» **Passage shown**
---------------
We are also more vulnerable online, more confessional. These are impulses that advice columns thrive on. Pauline Phillips, who created Dear Abby (her daughter, Jeanne, took over the column in 2000), was the doyenne of the Dorothy Parker one-liner, but today’s columnists take their time, writing what seem like essays. Their readers love it, which doesn’t surprise Vigiletti. “There’s an old joke,” she says, “that the first thing people did with the internet was try to find naked people on it. I think the advice column boom might suggest that was also the second thing people did, but more figuratively.”
ENTERTAINMENT OR INFOrmation?
Advice is a bit of an odd duck: It is both private and not. It is offered to a specific person for a specific need, and yet, because few situations are unique, others benefit from hearing it. I read several columns daily, savoring the questions as I imagine making my own response. Sometimes I don’t imagine it; I do it, whispering my thoughts in my office or a restaurant or wherever I’m reading. I am only a little embarrassed by this. “Advice columnists,” writes Jessica Weisberg in TheNew Yorker, “are not therapists or pastors. They are performers …” (tinyurl.com/v7w39rh).
Carolyn Hax, who since 1997 has written a column for The Washington Post, echoes this view. “I am not a doctor or psychologist or trained observer/opiner of any sort,” she says in the introduction to her 2001 book, Tell Me About It. “I write a newspaper advice column regardless.” After listing her “qualifications” for that “semiweekly act of gall”—she is married, her parents are married, she has lots of friends, she plays nice with her sisters, she learns from her mistakes, and her dog thinks she rocks—and finding them lacking, she settles on the alpha-credential: “I was trained to write—how’s that.”
Hax is one of the best columnists working now, a pioneer in the genre. She was originally marketed not to middle-aged housewives but to 20-something singles, and she was one of the first to write in the long-form philosophical style that most columnists now embrace. She even has her own glossary: tinyurl.com/wfkgakd. (Click on the entry for “bacon pants.” You won’t be sorry.) As entertainment, her work is hard to beat. As an information source? That’s another matter. Hax has been responding to quandaries and slip-ups and heartaches for more than 20 years. Those with fresh crises might find comfort and wisdom in her body of writing. For example, she often recommends books—like a librarian!—on subjects that dovetail with the advice seeker’s concern.
Information is useless if it can’t be retrieved, and there is simply no good way to access Hax’s work. ThePost has an archive of her weekly chat dating to 2003, but it isn’t searchable. You can find some stuff with Google, but that is hit or miss (mostly miss). Her daily column seems to have no archive at all. Slate’s archive, by contrast, has every Dear Prudence column since the first one on Jan. 2, 1998. Again, however, there is no search engine. (Note to nonfiction publishers: Find someone to do a massive subject index of modern advice columns. Publish as many as you can. You’ll sell out in a week. Guaranteed.)
Advice, you could say, is information-seeking on the most personal level. We have done it for centuries, and we will do it for centuries more. People will always wonder, doubt, and double-check themselves and others. In an era when literature is endangered and information is under attack, readers can turn to advice columns for writing that is provocative, relatable, and, best of all, fun. And if it helps you deal with your sister the bridezilla, your control-freak mother-in-law, or a boss who makes Michael Scott look like Lee Iacocca, so much the better.
---------------
» **Task description**
According to the passage on advice columns, since what year has Carolyn Hax written a column for The Washington Post? The rows have nothing to do with the passage on advice columns.

» **Information provided**
---------------
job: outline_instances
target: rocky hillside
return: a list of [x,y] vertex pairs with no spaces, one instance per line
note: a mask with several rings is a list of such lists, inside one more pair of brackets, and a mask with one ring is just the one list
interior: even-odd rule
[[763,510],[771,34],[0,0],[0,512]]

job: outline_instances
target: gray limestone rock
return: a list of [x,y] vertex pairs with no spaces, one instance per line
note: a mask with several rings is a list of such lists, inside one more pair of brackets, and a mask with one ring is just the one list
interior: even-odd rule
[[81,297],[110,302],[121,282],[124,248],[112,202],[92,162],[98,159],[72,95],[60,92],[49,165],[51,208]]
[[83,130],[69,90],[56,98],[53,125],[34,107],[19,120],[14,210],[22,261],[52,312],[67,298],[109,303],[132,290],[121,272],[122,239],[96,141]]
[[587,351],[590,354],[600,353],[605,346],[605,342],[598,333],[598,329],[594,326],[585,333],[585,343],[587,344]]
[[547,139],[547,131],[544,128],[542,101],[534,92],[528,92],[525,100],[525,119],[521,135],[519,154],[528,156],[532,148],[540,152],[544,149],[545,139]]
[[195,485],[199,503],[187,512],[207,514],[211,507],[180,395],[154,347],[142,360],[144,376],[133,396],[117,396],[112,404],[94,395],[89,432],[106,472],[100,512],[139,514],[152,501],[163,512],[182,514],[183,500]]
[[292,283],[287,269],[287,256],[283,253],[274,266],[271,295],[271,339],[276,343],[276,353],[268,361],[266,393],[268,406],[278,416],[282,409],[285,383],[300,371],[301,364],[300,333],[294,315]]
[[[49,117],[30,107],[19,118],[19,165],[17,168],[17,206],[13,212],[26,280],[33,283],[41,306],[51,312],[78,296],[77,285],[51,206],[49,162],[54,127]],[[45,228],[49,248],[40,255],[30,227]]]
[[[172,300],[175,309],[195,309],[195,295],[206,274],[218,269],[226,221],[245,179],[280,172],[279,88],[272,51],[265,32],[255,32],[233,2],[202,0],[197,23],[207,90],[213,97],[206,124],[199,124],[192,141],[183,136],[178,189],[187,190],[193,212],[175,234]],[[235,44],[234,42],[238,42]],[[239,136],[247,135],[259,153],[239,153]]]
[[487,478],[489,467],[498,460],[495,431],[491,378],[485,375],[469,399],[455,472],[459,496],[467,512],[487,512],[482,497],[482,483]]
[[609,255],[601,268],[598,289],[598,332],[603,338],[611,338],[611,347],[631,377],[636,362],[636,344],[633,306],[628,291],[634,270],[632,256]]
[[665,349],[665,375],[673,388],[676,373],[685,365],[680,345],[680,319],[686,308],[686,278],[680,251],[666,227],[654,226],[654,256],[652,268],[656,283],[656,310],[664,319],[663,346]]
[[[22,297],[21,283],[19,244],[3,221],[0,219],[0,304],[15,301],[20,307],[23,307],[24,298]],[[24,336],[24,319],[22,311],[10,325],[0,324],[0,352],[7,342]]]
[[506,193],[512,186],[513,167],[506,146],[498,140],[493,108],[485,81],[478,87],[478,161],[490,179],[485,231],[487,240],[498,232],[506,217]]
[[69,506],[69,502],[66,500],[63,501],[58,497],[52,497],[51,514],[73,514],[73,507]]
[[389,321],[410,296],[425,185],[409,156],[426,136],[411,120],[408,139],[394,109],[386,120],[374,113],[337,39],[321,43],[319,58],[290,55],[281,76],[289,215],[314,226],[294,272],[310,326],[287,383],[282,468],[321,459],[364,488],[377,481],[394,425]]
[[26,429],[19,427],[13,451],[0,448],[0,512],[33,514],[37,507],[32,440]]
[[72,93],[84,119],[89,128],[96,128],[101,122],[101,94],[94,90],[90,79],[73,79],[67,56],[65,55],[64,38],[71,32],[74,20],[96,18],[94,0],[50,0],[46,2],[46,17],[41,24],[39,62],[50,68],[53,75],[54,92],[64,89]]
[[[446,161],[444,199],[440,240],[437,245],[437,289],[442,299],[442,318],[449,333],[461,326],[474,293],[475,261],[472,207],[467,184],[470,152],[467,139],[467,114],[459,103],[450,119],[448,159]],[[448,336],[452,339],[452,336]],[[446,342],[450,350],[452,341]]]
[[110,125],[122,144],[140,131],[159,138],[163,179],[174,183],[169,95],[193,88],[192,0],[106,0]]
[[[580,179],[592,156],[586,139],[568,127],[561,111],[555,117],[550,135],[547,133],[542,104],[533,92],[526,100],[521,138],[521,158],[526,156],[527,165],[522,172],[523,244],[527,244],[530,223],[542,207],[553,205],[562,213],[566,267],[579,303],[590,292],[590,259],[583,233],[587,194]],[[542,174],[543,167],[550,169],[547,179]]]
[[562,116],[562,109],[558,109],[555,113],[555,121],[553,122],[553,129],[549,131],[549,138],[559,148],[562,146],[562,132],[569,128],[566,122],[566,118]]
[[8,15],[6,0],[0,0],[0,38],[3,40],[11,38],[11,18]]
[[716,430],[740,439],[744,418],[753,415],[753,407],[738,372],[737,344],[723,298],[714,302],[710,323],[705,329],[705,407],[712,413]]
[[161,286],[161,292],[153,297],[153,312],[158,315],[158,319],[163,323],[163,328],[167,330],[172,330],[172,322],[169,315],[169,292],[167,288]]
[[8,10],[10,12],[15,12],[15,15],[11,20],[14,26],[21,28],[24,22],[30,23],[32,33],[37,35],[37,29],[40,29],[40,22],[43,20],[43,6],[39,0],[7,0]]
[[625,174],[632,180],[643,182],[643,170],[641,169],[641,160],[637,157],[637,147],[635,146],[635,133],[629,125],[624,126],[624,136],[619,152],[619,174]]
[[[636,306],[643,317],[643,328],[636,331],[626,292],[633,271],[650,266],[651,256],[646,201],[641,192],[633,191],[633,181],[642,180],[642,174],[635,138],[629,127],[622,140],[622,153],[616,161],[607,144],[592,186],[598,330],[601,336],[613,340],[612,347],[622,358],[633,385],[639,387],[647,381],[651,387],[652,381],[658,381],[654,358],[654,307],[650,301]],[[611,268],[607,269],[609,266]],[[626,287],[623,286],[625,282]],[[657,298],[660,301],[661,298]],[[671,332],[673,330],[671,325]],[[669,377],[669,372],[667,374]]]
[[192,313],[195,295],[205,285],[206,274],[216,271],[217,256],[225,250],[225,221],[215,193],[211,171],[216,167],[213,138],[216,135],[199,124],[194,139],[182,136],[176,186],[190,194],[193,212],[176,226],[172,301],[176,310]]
---------------
» **Exercise output**
Since 1997.